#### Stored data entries
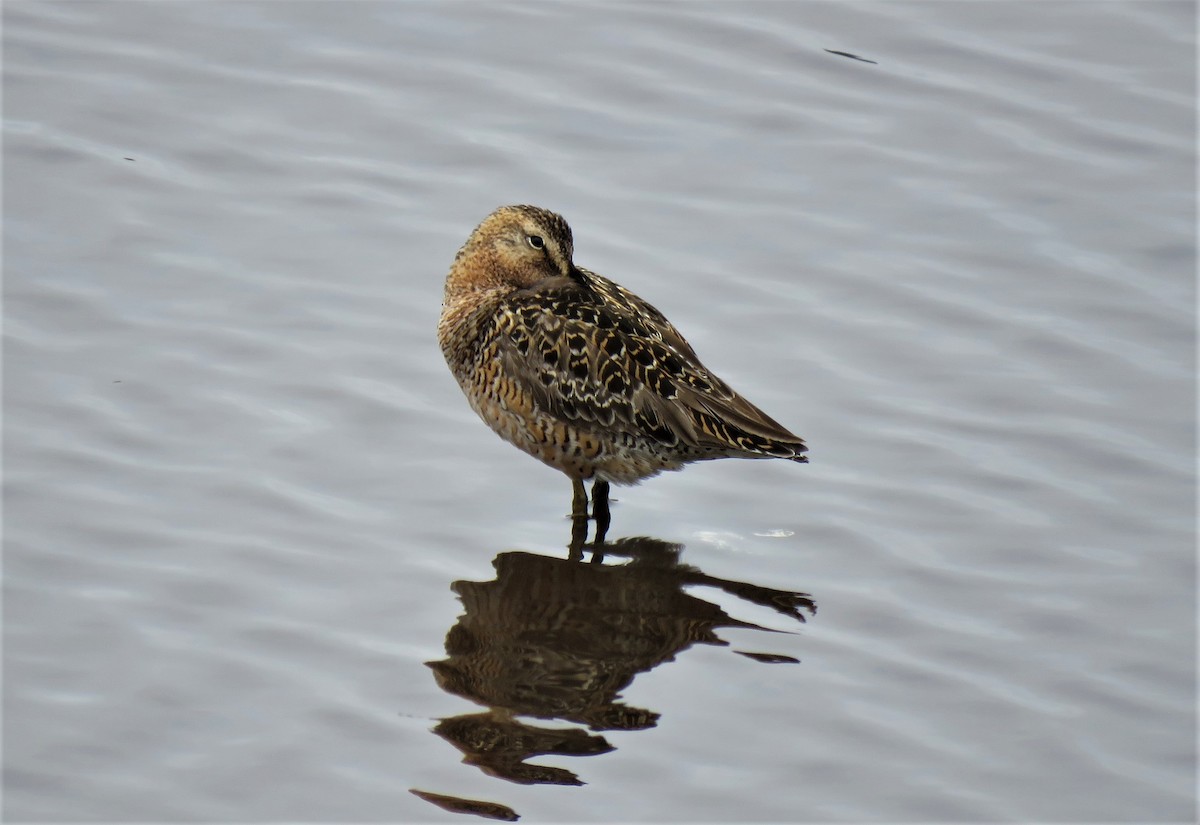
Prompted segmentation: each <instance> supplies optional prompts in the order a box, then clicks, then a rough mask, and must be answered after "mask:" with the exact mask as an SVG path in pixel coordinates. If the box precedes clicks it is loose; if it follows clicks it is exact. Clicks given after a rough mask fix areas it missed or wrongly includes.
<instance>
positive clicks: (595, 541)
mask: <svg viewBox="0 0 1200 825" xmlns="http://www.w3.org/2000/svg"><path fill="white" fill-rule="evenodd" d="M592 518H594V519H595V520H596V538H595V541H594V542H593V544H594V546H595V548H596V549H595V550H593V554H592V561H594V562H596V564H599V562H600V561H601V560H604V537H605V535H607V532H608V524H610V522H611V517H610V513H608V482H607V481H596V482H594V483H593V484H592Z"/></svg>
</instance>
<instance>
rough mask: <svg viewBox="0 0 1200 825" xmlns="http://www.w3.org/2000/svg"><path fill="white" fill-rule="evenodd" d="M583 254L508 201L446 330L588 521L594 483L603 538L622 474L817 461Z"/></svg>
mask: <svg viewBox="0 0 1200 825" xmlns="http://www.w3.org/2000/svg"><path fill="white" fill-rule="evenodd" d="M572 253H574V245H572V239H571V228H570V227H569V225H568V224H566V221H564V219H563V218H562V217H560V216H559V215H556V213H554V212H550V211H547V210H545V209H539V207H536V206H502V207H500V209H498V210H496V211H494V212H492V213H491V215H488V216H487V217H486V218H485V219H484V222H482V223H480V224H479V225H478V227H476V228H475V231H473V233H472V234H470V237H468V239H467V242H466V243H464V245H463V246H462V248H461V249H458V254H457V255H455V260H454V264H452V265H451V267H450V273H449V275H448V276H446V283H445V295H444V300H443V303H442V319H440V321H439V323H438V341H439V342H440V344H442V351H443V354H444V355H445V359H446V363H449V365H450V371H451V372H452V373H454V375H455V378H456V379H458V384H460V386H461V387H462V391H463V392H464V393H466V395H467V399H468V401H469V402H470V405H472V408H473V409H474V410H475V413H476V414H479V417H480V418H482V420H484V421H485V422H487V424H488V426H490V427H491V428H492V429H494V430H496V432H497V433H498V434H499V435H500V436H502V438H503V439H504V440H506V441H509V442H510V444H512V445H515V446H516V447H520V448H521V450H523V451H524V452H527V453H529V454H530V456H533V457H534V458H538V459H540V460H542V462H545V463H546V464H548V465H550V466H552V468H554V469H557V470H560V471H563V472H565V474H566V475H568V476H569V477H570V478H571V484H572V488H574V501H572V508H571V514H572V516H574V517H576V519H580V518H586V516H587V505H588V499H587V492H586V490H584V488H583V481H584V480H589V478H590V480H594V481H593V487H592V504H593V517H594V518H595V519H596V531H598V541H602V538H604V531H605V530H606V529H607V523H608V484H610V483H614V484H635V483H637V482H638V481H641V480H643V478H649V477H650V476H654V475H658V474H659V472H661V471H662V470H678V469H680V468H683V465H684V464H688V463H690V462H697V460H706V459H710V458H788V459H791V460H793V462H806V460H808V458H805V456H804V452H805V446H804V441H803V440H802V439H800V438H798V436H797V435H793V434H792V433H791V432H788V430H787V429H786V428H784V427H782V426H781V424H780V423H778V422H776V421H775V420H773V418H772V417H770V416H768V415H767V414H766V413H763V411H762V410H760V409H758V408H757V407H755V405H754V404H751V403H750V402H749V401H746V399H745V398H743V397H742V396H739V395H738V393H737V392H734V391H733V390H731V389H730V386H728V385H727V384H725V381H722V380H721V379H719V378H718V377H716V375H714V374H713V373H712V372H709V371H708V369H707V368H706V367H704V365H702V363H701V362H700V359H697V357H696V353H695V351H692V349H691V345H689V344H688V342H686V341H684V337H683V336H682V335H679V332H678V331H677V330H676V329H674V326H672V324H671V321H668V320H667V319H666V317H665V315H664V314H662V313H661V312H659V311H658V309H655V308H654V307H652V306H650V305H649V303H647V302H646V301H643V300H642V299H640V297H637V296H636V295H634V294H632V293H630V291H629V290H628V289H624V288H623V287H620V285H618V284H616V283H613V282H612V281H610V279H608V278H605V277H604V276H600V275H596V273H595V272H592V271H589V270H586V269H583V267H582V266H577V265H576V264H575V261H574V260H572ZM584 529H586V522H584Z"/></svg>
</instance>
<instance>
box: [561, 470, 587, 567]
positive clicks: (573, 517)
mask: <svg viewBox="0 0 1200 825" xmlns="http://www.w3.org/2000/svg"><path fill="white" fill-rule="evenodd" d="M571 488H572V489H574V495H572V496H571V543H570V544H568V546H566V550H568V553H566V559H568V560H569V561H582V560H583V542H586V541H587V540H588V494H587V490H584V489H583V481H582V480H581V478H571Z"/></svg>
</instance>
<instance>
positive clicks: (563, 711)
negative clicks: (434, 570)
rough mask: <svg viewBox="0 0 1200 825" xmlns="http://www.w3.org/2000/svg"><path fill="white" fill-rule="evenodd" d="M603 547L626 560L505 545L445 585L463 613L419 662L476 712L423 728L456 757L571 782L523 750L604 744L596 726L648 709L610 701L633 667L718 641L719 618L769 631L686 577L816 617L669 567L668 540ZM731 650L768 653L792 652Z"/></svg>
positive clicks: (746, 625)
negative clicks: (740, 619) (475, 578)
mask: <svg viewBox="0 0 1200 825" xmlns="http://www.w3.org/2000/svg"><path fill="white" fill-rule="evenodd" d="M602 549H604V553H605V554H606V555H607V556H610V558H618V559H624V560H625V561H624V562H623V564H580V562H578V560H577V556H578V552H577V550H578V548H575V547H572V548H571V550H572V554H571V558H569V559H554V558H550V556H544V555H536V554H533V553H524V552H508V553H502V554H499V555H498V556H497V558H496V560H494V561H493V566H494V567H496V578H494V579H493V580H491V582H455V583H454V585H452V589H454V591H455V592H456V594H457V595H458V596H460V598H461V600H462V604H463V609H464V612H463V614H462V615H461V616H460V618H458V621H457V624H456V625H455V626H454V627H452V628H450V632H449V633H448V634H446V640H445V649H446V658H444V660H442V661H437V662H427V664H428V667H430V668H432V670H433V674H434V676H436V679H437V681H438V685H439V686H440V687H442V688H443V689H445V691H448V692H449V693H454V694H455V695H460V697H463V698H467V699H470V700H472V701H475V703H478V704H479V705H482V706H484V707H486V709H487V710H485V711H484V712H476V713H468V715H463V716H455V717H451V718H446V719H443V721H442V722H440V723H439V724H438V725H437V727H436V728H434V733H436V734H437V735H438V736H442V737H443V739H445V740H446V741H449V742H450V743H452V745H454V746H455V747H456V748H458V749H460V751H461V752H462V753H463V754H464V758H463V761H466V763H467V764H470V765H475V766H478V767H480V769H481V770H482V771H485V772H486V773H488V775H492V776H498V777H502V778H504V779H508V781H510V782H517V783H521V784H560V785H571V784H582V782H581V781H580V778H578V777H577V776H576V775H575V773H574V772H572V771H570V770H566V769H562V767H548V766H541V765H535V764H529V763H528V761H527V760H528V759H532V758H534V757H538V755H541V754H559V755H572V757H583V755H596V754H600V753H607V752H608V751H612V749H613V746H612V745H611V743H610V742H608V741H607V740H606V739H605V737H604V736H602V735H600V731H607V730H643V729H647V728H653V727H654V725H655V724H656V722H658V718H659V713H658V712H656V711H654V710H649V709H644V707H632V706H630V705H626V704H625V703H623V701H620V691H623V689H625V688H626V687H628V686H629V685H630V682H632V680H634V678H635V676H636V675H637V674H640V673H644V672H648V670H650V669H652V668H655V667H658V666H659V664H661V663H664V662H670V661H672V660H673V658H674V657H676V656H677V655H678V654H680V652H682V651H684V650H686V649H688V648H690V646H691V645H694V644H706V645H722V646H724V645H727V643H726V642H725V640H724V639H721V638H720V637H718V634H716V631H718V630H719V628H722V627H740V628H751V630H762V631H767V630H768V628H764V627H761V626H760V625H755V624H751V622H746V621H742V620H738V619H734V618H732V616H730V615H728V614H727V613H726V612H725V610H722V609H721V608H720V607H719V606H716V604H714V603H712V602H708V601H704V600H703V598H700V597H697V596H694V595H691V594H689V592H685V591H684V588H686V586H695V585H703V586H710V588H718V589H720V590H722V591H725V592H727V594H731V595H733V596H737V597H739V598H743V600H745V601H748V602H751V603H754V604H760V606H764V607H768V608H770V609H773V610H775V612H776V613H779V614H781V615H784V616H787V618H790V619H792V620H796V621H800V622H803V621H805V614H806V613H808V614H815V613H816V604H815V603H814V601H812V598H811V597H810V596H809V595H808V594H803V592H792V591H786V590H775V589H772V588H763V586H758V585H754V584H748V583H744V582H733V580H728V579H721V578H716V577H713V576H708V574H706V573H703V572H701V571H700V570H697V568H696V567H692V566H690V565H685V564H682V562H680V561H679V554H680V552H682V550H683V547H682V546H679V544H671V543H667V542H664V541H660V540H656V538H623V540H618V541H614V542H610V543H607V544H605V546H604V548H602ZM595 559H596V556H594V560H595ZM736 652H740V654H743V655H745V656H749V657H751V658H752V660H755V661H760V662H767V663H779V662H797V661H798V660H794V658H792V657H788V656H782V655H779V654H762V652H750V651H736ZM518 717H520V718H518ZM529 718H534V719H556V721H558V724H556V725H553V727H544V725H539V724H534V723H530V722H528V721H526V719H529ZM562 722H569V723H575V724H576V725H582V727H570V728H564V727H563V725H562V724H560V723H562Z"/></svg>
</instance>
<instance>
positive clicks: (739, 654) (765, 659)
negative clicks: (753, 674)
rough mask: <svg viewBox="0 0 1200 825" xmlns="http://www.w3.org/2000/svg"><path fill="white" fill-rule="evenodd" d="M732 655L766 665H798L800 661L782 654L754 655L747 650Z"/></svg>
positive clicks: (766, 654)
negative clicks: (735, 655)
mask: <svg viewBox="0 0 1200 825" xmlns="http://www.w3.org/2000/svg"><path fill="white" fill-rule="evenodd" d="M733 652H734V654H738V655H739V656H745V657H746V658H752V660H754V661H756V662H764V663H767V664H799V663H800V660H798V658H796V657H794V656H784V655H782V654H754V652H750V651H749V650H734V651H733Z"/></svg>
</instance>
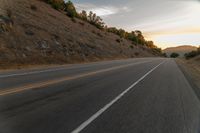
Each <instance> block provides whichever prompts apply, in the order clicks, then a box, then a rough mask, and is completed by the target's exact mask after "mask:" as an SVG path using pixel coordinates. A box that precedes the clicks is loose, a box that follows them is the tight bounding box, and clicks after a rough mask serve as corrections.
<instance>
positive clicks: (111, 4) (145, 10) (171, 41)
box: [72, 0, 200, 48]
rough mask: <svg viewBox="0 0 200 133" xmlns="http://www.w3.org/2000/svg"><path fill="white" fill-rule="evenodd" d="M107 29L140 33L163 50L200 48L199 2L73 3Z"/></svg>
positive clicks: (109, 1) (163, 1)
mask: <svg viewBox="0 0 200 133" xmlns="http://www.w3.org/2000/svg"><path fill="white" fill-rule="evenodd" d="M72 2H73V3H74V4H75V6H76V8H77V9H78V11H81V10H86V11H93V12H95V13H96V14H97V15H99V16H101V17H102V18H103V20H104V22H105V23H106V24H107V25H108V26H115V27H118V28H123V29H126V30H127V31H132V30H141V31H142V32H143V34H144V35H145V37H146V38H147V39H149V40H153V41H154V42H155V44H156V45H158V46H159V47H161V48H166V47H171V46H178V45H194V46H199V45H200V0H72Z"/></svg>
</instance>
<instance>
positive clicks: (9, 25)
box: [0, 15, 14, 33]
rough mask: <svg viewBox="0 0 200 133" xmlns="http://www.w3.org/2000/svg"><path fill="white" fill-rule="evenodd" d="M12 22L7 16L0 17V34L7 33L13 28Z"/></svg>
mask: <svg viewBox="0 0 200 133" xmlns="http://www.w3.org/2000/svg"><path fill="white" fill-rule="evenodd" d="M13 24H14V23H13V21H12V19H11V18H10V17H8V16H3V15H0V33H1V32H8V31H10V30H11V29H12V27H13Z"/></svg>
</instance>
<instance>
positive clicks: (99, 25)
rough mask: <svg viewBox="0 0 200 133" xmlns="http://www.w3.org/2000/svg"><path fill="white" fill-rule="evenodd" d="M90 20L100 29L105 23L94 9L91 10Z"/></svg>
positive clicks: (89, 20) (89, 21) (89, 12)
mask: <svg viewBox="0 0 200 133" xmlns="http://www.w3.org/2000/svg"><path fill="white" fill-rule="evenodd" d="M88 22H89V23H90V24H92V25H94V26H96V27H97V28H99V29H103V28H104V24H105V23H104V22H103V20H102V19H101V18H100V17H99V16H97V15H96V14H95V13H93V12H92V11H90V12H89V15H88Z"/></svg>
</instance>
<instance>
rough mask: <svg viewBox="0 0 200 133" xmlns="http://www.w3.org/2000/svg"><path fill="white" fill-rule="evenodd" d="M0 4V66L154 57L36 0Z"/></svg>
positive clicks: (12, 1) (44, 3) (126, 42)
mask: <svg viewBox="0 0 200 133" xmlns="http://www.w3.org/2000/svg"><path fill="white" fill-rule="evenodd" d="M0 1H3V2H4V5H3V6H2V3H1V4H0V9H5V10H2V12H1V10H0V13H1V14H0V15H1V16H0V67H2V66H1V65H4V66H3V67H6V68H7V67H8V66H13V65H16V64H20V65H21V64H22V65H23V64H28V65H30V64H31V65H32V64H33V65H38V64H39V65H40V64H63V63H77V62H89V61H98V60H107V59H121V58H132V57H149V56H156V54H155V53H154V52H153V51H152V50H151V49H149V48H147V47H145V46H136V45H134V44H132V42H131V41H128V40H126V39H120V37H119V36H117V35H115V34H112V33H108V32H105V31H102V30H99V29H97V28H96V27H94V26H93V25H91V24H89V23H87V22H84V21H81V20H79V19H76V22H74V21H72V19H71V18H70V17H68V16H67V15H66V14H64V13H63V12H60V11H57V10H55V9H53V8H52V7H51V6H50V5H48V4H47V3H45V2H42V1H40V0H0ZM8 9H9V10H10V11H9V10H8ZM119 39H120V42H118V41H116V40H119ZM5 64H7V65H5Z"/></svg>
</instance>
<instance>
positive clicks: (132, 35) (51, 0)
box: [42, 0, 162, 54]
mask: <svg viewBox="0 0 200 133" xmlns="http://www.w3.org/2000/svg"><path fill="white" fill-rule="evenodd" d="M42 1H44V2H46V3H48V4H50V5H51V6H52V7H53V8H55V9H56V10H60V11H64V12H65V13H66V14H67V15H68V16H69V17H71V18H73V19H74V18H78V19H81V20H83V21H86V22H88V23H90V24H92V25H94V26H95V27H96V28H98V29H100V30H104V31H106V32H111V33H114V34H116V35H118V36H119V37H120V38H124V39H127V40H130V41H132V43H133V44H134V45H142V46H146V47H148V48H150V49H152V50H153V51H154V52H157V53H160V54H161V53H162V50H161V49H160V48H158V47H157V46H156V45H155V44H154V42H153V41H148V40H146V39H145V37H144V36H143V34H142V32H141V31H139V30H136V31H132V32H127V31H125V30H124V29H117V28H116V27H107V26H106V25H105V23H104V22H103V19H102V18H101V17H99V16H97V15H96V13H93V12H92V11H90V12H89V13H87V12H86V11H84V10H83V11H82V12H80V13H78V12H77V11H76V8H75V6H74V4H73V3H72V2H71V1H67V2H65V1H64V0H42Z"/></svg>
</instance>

#### Directions for this task
Whenever a line of the data above includes the word "prompts", copy that line.

#### Answer section
Prompted segmentation: each <instance> supplies optional prompts in the order a box, then clicks, then a rough mask, and must be answered after "mask:" with the exact mask as an SVG path in pixel coordinates. If the box precedes clicks it is loose; if it follows clicks it is exact. Clicks given after a rough mask fix areas it missed or wrongly includes.
Each <instance> block provides whichever prompts apply, in the order clicks, then a box, then a rough mask, and is completed by the target's exact mask after "mask:" as an SVG path using pixel coordinates. A box that precedes the clicks is loose, a box that follows them is the tight bounding box, and clicks after a rough mask serve as corrections.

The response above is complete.